Supplied data:
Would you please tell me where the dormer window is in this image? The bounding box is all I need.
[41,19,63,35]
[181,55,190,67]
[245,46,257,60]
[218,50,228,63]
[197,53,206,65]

Work task:
Return every line of the data unchanged.

Task response:
Would you please tell me where the dormer window is in this image? The bounding box is all I need.
[41,19,63,35]
[181,55,190,67]
[245,46,257,60]
[218,50,228,63]
[197,53,206,65]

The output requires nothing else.